* TASK REQUIREMENTS *
Return the entire listing, word for word.

* RECORDS SUPPLIED *
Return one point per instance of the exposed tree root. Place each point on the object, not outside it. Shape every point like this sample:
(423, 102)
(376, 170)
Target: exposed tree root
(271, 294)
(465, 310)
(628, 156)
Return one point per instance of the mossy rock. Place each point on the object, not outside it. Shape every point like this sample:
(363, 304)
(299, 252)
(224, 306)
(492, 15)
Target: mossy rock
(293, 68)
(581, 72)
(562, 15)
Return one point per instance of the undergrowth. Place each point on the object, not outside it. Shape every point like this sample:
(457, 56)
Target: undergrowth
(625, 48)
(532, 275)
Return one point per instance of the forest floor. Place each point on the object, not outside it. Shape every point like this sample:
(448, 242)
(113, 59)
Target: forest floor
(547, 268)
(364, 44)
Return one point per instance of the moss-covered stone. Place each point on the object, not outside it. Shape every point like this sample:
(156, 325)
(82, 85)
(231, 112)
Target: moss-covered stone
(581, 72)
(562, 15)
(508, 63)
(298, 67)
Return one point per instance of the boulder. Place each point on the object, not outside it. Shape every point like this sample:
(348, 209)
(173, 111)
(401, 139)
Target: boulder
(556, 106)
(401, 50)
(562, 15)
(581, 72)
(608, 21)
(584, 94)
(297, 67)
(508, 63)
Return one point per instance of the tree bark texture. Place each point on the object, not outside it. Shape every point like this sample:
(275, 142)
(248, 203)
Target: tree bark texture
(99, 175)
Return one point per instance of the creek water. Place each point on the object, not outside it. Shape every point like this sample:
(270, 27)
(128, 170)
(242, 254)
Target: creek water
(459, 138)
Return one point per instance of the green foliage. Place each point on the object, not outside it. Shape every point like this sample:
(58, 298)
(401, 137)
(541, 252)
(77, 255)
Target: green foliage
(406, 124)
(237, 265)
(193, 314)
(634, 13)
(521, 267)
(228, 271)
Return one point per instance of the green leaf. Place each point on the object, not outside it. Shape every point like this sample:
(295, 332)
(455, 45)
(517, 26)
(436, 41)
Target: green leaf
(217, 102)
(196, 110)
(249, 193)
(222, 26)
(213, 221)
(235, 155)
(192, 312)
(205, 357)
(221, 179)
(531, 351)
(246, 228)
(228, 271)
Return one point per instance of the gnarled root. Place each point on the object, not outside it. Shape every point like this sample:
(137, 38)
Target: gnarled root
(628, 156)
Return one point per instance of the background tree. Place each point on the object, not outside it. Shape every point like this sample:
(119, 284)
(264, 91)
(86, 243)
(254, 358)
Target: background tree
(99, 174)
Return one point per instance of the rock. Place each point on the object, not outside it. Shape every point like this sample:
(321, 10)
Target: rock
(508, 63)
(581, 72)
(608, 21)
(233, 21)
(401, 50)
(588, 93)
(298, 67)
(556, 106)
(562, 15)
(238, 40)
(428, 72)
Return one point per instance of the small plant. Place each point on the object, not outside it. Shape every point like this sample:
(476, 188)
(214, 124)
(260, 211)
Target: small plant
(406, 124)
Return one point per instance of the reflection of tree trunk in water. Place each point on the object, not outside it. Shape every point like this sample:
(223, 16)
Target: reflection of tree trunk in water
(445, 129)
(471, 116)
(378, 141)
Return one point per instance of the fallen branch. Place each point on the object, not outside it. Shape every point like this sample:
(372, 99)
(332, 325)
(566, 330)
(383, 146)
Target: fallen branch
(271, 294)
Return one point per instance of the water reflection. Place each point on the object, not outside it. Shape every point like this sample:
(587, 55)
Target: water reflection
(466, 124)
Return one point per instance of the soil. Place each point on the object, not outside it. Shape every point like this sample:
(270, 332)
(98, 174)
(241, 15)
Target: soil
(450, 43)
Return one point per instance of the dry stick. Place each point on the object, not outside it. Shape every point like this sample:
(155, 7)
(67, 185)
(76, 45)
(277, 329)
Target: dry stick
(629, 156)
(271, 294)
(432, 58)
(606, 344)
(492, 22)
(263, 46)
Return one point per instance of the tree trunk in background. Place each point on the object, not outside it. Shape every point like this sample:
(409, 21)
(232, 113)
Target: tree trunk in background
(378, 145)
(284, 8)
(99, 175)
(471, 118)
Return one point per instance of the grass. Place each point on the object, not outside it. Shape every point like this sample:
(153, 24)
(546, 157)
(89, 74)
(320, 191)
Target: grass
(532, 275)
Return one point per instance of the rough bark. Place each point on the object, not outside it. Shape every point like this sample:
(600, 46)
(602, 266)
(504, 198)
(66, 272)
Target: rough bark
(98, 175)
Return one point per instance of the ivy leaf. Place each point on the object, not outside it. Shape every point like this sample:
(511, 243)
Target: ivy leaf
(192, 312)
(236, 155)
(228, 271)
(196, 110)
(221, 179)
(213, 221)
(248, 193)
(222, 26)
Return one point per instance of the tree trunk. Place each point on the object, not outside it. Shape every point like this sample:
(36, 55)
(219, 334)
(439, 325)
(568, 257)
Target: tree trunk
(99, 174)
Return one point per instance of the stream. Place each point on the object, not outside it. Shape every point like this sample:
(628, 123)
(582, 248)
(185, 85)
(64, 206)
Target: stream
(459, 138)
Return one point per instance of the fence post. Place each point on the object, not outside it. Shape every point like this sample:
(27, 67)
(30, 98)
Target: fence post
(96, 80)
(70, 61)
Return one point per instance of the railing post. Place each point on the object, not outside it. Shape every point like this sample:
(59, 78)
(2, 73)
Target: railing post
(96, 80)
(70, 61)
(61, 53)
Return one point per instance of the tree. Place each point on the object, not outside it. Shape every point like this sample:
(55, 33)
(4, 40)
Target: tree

* TASK OUTPUT *
Return one point per instance of the exposed tree root. Place each point on the object, not outside it. Shape every point like this sample:
(423, 102)
(376, 170)
Target: exposed tree root
(271, 294)
(465, 310)
(628, 156)
Return one point per instance of the mossy rock. Place each point on the object, not outside it. Shape every point like this sample:
(363, 304)
(299, 252)
(224, 306)
(492, 15)
Target: mossy rock
(293, 68)
(581, 72)
(562, 15)
Return one point per instance of the undergrowth. Place each point on the object, not outside it. Shape every point like this sample:
(457, 56)
Target: undergrowth
(625, 48)
(532, 275)
Return one point per instance of the forest floor. Place each point on the object, not outside it. Shape every point like this sample:
(448, 242)
(113, 59)
Target: forest floor
(547, 268)
(364, 44)
Return one point per instance of the moss-covered stone. Place each point on the object, not outside it. Shape every point like this sample:
(156, 325)
(82, 85)
(231, 112)
Target: moss-covered stone
(581, 72)
(562, 15)
(508, 63)
(298, 67)
Return one point per instance of the boulder. Place each point on the object, not outside it. Shape every point like this sample:
(348, 209)
(173, 111)
(401, 139)
Target: boulder
(556, 106)
(401, 50)
(562, 15)
(581, 72)
(608, 21)
(584, 94)
(297, 67)
(508, 63)
Return one point per instance of the tree bark texture. Place each point on the object, not outside it. Shape every point like this sample:
(275, 142)
(248, 203)
Target: tree bark texture
(99, 175)
Return one point per instance of the creek water. Place each point on the object, not outside it. Shape every point like this sample:
(270, 27)
(128, 170)
(242, 254)
Target: creek water
(459, 138)
Return one point per instance of the green foliage. Place each point on the object, not outside it. Shape every point like this sample:
(58, 298)
(401, 137)
(541, 252)
(77, 255)
Target: green foliage
(406, 124)
(237, 265)
(193, 314)
(634, 13)
(521, 267)
(228, 271)
Return one point per instance of the green leaf. Place each point on the object, not outside it. Shape every point like this sample:
(295, 332)
(455, 45)
(517, 26)
(436, 41)
Target: green leaf
(217, 102)
(196, 110)
(249, 193)
(222, 26)
(213, 221)
(235, 155)
(192, 312)
(205, 357)
(221, 179)
(531, 351)
(246, 228)
(228, 271)
Return one point per instance of the gnarled root. Place each point on the object, not outside it. Shape every point like this sample:
(137, 38)
Target: gnarled root
(628, 156)
Return one point per instance of the background tree. Place each point on the object, not outside it. Shape every point like this sample:
(119, 284)
(264, 91)
(86, 243)
(254, 358)
Target: background tree
(99, 174)
Return one point per instance of the rock. Place each point on the object, not outside it. Shape every point like this sample:
(321, 10)
Target: rock
(508, 63)
(581, 72)
(608, 21)
(233, 21)
(401, 50)
(588, 93)
(298, 67)
(556, 106)
(562, 15)
(238, 40)
(428, 72)
Return one point per instance of the small plant. Place each point on the object, not outside it. Shape every point like this sample:
(476, 188)
(214, 124)
(260, 211)
Target: small plant
(406, 124)
Return one point per instance of the reflection of tree trunk in water. Place each point on the object, not outside it. Shape every point like this sample:
(223, 16)
Target: reflection of tree trunk in water
(445, 129)
(471, 116)
(378, 141)
Return one point per instance of the fallen branch. Place each point on the object, not outside it. Shape every point like this sample:
(372, 99)
(332, 325)
(566, 330)
(383, 146)
Target: fallen branch
(271, 294)
Return one point per instance of the water reflection. Place each point on the object, not outside it. Shape every point like this sample:
(587, 55)
Target: water reflection
(466, 124)
Return one point per instance of the soil. Place each point on the object, not outside it. Shape every point like this sample:
(270, 332)
(98, 174)
(241, 15)
Target: soil
(450, 43)
Return one point per instance of the dry stick. Place each point on the object, not outside it. Shape every point like this sample:
(155, 7)
(67, 185)
(76, 45)
(277, 329)
Target: dry stick
(629, 156)
(271, 294)
(432, 58)
(606, 344)
(492, 22)
(263, 46)
Return one point per instance of the tree trunk in background. Place each point on the object, not outside it. Shape every point like this sample:
(409, 21)
(232, 113)
Target: tree trunk in background
(378, 145)
(284, 8)
(99, 175)
(471, 118)
Return one point per instance of the grass. Place each point on the object, not outside it. Shape every point like this sample:
(153, 24)
(546, 157)
(89, 74)
(320, 191)
Target: grass
(532, 275)
Return one point per instance of the rough bark. Place each point on the object, not outside it. Shape every point like this sample:
(600, 46)
(602, 266)
(504, 198)
(66, 272)
Target: rough bark
(98, 175)
Return one point per instance of the ivy leaf. Place each point on the object, not outside it. Shape every point like this sample:
(511, 243)
Target: ivy leaf
(192, 312)
(236, 155)
(228, 271)
(196, 110)
(221, 179)
(213, 221)
(248, 193)
(222, 26)
Return one point per instance of the tree trunk. Place each point on the object, not outside it. Shape every point like this sample:
(36, 55)
(219, 334)
(439, 325)
(568, 257)
Target: tree trunk
(99, 174)
Return one point per instance of the stream. Place each point on the object, not outside it. Shape every point like this sample:
(628, 123)
(582, 248)
(185, 85)
(64, 206)
Target: stream
(459, 138)
Return one point per instance of the fence post. Place each point on the object, not outside it. Shape every point like this sample:
(27, 67)
(30, 98)
Target: fence post
(96, 80)
(70, 61)
Return one point per instance of the railing post. Place each point on the object, not outside it. Shape every point like this sample:
(59, 78)
(2, 73)
Target: railing post
(96, 80)
(70, 61)
(61, 53)
Return one point per instance of the tree. Place each point on the object, not outside it. Shape every point like this sample:
(55, 33)
(4, 40)
Target: tree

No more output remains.